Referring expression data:
####

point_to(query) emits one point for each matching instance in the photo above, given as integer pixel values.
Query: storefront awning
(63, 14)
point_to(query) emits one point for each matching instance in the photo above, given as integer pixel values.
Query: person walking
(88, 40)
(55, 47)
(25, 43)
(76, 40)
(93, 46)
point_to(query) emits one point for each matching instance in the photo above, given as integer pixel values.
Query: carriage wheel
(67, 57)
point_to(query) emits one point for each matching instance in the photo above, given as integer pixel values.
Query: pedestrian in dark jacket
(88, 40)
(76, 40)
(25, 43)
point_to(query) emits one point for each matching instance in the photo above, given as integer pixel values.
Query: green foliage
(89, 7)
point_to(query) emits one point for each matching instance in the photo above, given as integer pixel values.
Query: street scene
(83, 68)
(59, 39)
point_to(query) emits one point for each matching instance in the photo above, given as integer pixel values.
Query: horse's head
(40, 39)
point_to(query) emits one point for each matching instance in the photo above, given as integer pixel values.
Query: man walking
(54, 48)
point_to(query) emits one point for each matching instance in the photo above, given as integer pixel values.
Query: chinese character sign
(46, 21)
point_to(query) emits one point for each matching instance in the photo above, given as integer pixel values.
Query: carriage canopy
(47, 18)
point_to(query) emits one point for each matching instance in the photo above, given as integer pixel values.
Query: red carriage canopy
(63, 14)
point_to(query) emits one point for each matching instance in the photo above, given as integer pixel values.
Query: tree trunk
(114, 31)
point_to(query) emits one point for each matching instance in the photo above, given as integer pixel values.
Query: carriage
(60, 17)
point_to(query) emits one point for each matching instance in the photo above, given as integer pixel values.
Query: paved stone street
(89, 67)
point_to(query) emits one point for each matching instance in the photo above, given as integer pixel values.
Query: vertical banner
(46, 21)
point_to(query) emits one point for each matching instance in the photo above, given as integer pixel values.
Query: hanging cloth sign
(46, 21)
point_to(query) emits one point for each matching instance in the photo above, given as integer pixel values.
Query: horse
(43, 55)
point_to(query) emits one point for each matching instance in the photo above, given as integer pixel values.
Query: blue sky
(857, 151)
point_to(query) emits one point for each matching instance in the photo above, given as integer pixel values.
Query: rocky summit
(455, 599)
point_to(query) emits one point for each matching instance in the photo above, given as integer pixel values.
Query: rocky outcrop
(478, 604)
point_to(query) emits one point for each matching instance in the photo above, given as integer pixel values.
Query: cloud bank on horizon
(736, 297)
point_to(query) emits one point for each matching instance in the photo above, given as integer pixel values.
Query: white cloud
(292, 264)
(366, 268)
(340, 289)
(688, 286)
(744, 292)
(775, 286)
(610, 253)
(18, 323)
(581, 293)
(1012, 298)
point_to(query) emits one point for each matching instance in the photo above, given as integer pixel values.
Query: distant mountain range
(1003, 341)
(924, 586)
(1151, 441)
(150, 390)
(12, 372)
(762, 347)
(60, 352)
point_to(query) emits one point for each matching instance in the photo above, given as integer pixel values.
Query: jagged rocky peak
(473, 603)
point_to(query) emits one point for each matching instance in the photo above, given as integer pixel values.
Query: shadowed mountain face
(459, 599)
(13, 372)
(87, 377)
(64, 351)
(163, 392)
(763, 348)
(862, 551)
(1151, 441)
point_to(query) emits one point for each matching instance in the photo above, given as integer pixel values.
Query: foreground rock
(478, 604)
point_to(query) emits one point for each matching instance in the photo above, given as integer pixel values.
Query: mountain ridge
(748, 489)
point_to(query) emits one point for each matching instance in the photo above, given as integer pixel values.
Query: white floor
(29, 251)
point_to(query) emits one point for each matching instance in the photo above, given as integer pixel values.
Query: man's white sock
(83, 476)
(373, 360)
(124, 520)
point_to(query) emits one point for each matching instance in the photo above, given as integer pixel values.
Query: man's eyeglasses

####

Description of the task: Repeat all entries. Match them exactly.

The answer:
point_to(query) emits one point for each matching instance in the photo above, given as integer pixel values.
Query: storefront awning
(63, 14)
point_to(query) emits one point for each matching instance in the photo above, given as integer pixel values.
Query: person walking
(88, 40)
(55, 47)
(25, 43)
(76, 40)
(93, 46)
point_to(query) emits one point for each matching instance in the photo above, given as integer pixel values.
Query: carriage wheel
(67, 57)
point_to(query) emits one point for each matching instance in the photo above, given as integer pixel values.
Query: pedestrian in dark jacket
(88, 40)
(76, 40)
(25, 43)
point_to(query) emits one point for each matching instance in the photo above, given as integer pixel values.
Query: green foliage
(89, 7)
point_to(query) emits one point for each matching instance in the photo above, given as integer pixel values.
Query: street scene
(83, 68)
(59, 39)
point_to(query) emits one point for each matching instance in the photo above, given as integer pixel values.
Query: horse's head
(40, 39)
point_to(query) emits one point for each matching instance in the photo above, given as integer pixel values.
Query: man walking
(54, 48)
point_to(query) emits one point for each matching instance in the photo above, given as integer pixel values.
Query: chinese character sign
(46, 21)
point_to(query) emits one point for each matching instance in the photo above, given as integer pixel values.
Query: carriage canopy
(47, 18)
point_to(query) emits one point for each matching instance in the photo above, given as integer pixel values.
Query: red carriage canopy
(63, 14)
point_to(query) emits one point for each matching instance in the photo above, given as integer pixel values.
Query: tree trunk
(114, 31)
point_to(query) emits one point for each matching instance in the photo above, given as integer pixel values.
Query: carriage
(60, 17)
point_to(query) emits one point for each matching instance in the photo above, given as integer pixel values.
Query: paved stone street
(89, 67)
point_to(query) emits one point for each matching instance in the photo above, given as integer pixel values.
Query: vertical banner
(46, 21)
point_to(query) emits one point for each matching instance in the photo above, given as integer pixel values.
Query: hanging cloth sign
(46, 21)
point_to(query) emits one point for each matching instance in the photo above, given as integer pixel values.
Query: horse
(43, 55)
point_to(query) emits one point for each matching instance in the photo above, given as integer pixel values.
Query: blue sky
(857, 151)
point_to(query) emits one point for each matching instance in the photo above, given as integer pixel values.
Query: rocky summit
(455, 599)
point_to(query) emits one point for each matching instance in the photo above, given as integer pixel values.
Query: rocky outcrop
(478, 604)
point_to(query) emits one point for each matching instance in the photo above, given as integer pixel values.
Query: cloud bank on horizon
(736, 297)
point_to(query) emits one point for each matching instance in the photo above, given as integer pixel values.
Query: white cloud
(292, 264)
(366, 268)
(340, 289)
(688, 286)
(744, 292)
(775, 286)
(610, 253)
(18, 323)
(581, 293)
(1012, 298)
point_to(query) emits one point for each matching instance in the photo above, given as integer pixel values.
Query: distant mountain range
(1003, 341)
(924, 586)
(1151, 441)
(150, 390)
(12, 372)
(762, 347)
(60, 352)
point_to(query) emits one point for each matching instance in the photo above, given as integer pixel values.
Query: jagged rocky peak
(473, 603)
point_to(query) emits one point for each matching instance in the photo above, given as integer pixel values.
Query: shadowed mountain face
(459, 599)
(13, 372)
(87, 377)
(64, 351)
(163, 392)
(763, 348)
(862, 551)
(1151, 441)
point_to(query) emits one point for each matching instance in the photo above, given as integer pixel values.
Query: foreground rock
(478, 604)
point_to(query) emits one point for each matching instance in the photo above, given as integer pixel values.
Query: mountain ridge
(748, 489)
point_to(query) emits one point for each matching instance in the photo above, given as integer pixel values.
Query: white floor
(29, 251)
point_to(query) emits one point for each matching instance in the photo above, given as integer pixel values.
Query: man's white sock
(83, 476)
(373, 360)
(124, 520)
point_to(query) emits one point for each matching instance in the photo above, given as integer pixel values.
Query: man's eyeglasses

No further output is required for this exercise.